[Reading text]:
======

# ferodo ds2000



## dstdub (Apr 5, 2003)

wheres the cheapest place to get these pads?


----------



## Racer_X (Jul 14, 2002)

*Re: ferodo ds2000 (dstdub)*

Potterman (http://www.parts4vws.com) used to sell them. It's tough to tell exactly what Ferodo pads they are selling there now. You might call them. The DS-2000 was the "Fast Road" compound and said "Fast Road" on the box.


----------



## M this 1! (May 17, 2000)

*Re: ferodo ds2000 (Racer_X)*

if they only have the ds2500, you'll love them too. put 10k and 3 track days on them before giving my TT brakes to my brother and his MKIV 24v. he has had them since dec and they STILL have tons of meat


----------



## jedimindcontrol (Apr 7, 2003)

*Re: ferodo ds2000 (M this 1!)*

I love mine too but the brake dust is INSANE


----------



## phatvw (Aug 29, 2001)

*Re: ferodo ds2000 (jedimindcontrol)*


_Quote, originally posted by *jedimindcontrol* »_I love mine too but the brake dust is INSANE

How was the noise for the DS2000 and the DS2500?
I had Hawk HP+ on the front for 2 weeks and I could hear the pads grinding away at the rotors ALL the time. very annoying. I have Mintex Reds now and the bite sucks.
I don't mind dust, since thats easy enough to wipe off, I just want a quiet pad with lots of bite and no fading when I goto the the track!


----------



## Racer_X (Jul 14, 2002)

*Re: ferodo ds2000 (phatvw)*

Grinding noise? Sounds almost like you've run the pads down to the rivets/backing plates?

======

[Entries]:

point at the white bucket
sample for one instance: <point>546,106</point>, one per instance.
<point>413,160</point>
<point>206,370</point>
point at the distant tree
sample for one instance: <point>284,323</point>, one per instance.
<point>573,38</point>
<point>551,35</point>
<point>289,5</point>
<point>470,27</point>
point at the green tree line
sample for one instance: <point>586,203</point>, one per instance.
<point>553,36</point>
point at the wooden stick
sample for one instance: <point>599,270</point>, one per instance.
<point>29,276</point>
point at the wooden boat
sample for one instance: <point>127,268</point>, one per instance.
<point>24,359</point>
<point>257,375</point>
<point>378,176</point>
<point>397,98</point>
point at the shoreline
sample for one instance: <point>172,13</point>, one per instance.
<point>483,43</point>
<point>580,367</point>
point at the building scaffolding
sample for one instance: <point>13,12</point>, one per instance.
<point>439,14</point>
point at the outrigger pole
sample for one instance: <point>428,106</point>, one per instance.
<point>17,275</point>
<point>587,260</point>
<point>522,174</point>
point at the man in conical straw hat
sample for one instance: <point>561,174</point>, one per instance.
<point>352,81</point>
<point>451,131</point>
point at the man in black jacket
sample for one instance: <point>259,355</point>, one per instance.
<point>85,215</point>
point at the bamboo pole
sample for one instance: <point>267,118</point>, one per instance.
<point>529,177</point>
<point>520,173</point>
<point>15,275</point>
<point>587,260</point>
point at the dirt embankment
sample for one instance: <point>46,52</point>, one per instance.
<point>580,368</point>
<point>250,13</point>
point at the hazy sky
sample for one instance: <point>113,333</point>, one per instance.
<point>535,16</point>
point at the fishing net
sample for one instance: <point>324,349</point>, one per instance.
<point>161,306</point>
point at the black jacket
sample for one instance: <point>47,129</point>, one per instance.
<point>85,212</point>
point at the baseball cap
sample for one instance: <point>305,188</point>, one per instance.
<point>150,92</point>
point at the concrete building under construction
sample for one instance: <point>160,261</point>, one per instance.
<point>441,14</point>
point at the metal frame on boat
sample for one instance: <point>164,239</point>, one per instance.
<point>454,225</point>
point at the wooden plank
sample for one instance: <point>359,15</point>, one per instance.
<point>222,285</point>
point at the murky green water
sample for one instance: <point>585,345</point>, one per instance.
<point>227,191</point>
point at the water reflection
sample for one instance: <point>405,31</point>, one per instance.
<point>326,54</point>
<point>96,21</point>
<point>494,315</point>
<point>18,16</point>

======

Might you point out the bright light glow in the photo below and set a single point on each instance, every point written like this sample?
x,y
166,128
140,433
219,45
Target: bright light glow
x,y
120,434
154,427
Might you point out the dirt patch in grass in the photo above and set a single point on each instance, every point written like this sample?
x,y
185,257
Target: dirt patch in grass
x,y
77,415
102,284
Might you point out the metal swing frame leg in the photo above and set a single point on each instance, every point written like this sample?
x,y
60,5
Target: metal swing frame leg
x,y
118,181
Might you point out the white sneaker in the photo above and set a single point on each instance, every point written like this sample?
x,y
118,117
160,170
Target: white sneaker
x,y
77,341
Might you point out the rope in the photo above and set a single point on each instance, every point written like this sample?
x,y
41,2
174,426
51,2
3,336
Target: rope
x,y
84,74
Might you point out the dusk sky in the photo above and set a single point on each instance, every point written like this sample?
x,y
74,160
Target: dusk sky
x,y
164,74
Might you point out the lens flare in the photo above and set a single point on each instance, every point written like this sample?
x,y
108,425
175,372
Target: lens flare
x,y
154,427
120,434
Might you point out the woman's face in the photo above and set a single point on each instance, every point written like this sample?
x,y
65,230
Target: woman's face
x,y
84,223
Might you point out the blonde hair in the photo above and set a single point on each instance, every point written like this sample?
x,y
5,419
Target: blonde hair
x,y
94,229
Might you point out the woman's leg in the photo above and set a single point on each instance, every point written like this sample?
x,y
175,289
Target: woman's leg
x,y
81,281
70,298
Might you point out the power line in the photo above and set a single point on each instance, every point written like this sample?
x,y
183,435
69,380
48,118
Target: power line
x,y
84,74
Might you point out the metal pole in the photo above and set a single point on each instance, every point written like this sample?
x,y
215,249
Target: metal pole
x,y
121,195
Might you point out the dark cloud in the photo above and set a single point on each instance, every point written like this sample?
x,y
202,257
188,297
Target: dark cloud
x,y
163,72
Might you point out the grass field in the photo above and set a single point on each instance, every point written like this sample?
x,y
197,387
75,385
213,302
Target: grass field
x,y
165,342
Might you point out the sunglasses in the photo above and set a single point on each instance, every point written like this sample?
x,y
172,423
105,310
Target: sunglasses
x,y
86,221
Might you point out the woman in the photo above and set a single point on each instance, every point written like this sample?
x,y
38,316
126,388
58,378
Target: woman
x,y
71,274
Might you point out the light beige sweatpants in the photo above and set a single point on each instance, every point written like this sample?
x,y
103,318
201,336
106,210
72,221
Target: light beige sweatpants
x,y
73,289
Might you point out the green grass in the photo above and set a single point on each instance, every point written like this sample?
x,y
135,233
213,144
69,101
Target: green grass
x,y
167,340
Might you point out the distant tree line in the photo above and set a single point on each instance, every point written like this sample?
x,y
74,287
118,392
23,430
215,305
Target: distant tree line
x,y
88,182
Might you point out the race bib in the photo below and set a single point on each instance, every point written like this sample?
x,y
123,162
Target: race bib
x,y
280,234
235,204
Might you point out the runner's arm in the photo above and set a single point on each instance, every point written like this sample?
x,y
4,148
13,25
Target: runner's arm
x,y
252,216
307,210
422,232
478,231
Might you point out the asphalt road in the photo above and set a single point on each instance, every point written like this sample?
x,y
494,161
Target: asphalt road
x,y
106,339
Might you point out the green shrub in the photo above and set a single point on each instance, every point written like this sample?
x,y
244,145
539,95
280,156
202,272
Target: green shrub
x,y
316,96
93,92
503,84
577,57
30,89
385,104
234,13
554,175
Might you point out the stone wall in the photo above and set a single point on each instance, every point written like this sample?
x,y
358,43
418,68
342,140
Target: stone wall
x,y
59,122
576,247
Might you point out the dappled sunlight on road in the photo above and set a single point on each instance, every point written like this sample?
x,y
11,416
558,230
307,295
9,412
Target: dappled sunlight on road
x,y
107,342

======

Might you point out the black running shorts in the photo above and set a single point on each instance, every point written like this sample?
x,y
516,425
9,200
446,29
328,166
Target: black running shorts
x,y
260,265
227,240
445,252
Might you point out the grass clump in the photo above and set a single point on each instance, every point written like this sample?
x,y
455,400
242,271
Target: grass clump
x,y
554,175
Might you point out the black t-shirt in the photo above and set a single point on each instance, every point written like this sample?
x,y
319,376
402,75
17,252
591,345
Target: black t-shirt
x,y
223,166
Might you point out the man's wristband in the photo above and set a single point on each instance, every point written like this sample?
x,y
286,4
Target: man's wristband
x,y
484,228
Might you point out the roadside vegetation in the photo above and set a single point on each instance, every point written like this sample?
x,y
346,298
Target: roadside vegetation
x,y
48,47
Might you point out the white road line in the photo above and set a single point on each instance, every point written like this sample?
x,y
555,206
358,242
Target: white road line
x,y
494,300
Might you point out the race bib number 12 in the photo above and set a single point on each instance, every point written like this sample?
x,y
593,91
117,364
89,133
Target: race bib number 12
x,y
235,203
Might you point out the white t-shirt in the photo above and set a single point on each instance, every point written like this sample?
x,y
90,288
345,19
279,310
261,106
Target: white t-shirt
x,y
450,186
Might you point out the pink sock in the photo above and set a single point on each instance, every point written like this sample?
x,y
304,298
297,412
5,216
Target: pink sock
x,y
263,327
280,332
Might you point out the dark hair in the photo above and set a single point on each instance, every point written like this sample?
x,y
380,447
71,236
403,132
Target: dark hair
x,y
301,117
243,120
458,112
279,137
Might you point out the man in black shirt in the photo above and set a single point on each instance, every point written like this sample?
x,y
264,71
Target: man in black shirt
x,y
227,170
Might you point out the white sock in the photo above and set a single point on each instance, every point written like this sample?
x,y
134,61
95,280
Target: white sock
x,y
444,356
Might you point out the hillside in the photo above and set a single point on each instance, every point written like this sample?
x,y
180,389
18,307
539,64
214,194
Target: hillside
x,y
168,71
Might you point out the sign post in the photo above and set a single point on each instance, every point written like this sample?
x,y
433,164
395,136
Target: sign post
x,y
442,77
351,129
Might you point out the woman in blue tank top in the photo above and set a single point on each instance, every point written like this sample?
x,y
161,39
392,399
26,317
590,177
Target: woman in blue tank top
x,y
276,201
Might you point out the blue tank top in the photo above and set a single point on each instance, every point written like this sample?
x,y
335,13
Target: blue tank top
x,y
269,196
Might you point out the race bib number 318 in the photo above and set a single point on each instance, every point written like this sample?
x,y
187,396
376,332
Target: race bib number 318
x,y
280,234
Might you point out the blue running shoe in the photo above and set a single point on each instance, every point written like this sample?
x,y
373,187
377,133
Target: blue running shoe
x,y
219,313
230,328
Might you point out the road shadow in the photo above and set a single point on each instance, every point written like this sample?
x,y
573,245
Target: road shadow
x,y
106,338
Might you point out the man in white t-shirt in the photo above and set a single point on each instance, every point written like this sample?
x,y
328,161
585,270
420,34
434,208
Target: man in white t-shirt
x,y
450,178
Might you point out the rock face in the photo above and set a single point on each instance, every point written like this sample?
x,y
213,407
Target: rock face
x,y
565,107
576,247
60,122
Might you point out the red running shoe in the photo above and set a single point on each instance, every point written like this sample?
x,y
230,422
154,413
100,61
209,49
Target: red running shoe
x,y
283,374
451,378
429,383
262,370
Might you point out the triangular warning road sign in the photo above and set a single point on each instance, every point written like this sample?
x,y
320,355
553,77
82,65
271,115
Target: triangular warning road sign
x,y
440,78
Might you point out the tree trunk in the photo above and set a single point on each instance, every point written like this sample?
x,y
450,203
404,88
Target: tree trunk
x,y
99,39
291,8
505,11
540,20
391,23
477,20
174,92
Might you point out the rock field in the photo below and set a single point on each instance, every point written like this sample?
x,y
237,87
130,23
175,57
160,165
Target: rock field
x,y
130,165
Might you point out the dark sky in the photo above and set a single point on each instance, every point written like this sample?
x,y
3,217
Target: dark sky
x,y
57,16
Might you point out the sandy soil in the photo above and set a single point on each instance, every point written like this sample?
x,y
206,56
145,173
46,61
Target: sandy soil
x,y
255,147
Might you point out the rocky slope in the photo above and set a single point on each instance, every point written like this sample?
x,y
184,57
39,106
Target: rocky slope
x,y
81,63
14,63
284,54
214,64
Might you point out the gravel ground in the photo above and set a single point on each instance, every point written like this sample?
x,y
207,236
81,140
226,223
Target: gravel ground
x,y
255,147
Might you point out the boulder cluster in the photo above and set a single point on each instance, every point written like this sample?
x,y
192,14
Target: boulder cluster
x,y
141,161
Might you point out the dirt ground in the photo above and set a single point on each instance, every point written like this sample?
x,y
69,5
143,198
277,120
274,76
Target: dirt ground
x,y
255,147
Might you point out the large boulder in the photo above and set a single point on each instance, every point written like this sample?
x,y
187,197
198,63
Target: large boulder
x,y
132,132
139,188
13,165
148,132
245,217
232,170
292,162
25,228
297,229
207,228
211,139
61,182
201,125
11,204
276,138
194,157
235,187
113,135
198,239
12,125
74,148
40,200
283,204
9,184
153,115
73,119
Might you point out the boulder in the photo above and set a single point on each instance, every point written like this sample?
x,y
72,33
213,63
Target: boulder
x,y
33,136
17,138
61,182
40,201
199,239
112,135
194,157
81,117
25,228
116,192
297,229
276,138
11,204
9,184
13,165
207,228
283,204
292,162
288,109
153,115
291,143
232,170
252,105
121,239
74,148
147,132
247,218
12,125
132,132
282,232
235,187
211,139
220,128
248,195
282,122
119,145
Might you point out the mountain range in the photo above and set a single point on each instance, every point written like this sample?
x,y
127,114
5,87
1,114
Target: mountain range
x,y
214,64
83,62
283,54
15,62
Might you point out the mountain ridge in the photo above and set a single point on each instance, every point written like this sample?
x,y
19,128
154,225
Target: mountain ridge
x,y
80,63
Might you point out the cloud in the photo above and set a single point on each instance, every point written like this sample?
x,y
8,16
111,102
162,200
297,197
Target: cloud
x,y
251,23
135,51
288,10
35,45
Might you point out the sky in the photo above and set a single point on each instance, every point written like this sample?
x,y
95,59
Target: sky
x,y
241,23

======

[Prompt A]: Quote the brake pad thread word for word, beginning at "## phatvw (Aug" and stopping after "and the DS2500?".
[Prompt B]: Extend the Ferodo DS2000 brake pad thread past its last reply.

[Task output A]:
## phatvw (Aug 29, 2001)

*Re: ferodo ds2000 (jedimindcontrol)*


_Quote, originally posted by *jedimindcontrol* »_I love mine too but the brake dust is INSANE

How was the noise for the DS2000 and the DS2500?

[Task output B]:
Usually, *grinding* noises are caused by glazed pads. Squeaking or maybe "groaning" noises are the normal sounds from properly operating pads that make excessive noise.
Did you bed the pads in properly? Did you drive very gently on the new brakes for the first couple hundred miles? Or did you go do some "test" 75+ to complete stops right after you installed them?


----------



## phatvw (Aug 29, 2001)

*Re: ferodo ds2000 (Racer_X)*


_Quote, originally posted by *Racer_X* »_Grinding noise? Sounds almost like you've run the pads down to the rivets/backing plates?
Usually, *grinding* noises are caused by glazed pads. Squeaking or maybe "groaning" noises are the normal sounds from properly operating pads that make excessive noise.
Did you bed the pads in properly? Did you drive very gently on the new brakes for the first couple hundred miles? Or did you go do some "test" 75+ to complete stops right after you installed them? 


Well I guess grinding isn't really the right word. The sound was just there you know? Its hard to describe. I only ran the pads for two weeks and have since sold them because they were too noisy.
The sound was noticeable right from the start as I was pulling out of the driveway the first time on my way to properly bed them in. I double and triple checked that everything was aligned correctly. The sound was consistent - not cyclical so I was convinced that it was just a very noisy pad.
I want a pad with that same amazing grip, but less noise in general...


----------



## Banditt007 (Oct 23, 2002)

*Re: ferodo ds2000 (phatvw)*

well i have had the DS2500 pads on my car for about 15k miles. w/ the regular 11.3" factory rotors. They sounded like a city bus for the first 1/3 of wear. Now that they are aprox 1/2 way worn, they are quiet as can be. My brake fluid is two years old, so i cant really give you a fade resistence review. But the cold bite is def less than stock, stock had amazing cold bite. The brakes on my car are not very consistant, some days you tap the brakes and the car stops, other days it seems you have to put all you got into the brake pedal. 
Anyway things i've noticed w/ these pads.
-acceptable cold bite, you will not have to put the pedal to the floor to try to stop when the brakes are cold, just a bit more pressure than stock until they get some heat in them.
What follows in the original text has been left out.